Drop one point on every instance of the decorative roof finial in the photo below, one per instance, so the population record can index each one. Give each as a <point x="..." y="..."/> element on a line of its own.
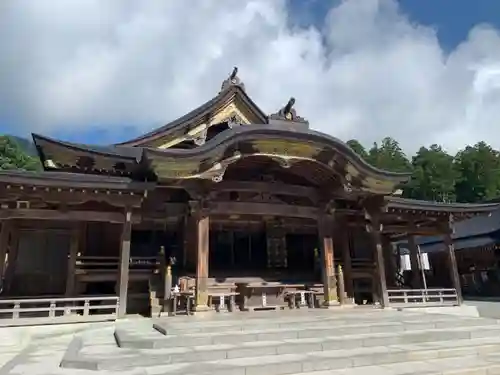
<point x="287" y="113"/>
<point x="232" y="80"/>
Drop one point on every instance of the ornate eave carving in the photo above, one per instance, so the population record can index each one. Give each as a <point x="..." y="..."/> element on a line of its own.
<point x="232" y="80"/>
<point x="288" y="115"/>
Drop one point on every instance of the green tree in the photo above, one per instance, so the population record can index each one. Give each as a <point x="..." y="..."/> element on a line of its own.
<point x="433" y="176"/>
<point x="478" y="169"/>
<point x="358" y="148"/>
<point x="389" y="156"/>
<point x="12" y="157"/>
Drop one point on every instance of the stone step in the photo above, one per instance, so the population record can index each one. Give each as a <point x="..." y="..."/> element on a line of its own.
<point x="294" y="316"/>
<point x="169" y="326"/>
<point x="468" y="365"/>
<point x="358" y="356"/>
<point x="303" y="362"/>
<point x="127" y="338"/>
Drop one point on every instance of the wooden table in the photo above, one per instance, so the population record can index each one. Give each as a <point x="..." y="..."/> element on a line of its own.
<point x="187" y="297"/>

Task goal: Write out every row above again, requests included, and raise each x and y coordinate in the point answers by 150. Leave out the picture line.

Result of the task:
Drop one point on every instance of the decorative roof finial in the photo below, one per instance, so the population record can index each one. Give each as a <point x="..." y="..."/> element on a line of its own.
<point x="437" y="263"/>
<point x="382" y="230"/>
Drop one point on every instance of the ornate eave carving in the photo above, one per instance, so the population record can index each one. Give each as a <point x="..." y="..."/> element on a line of its own.
<point x="382" y="230"/>
<point x="438" y="265"/>
Drop one point on every instance of the green tree in the photo above, one per instance, so the population record can index each one. Give each as a <point x="..." y="..."/> element on a line of its own.
<point x="583" y="326"/>
<point x="628" y="319"/>
<point x="508" y="298"/>
<point x="539" y="306"/>
<point x="162" y="307"/>
Drop one point on every instance of the stone step in the photo above, one per instance, so the population record can index each one. Give each as a <point x="..." y="..."/> element on a line of its own.
<point x="444" y="466"/>
<point x="319" y="476"/>
<point x="618" y="515"/>
<point x="508" y="506"/>
<point x="453" y="512"/>
<point x="277" y="488"/>
Drop one point on every instance of the wooden table in the photo above, one per instance, so the population record can index each one. Give each as a <point x="..." y="..."/> element on a line of its own.
<point x="337" y="447"/>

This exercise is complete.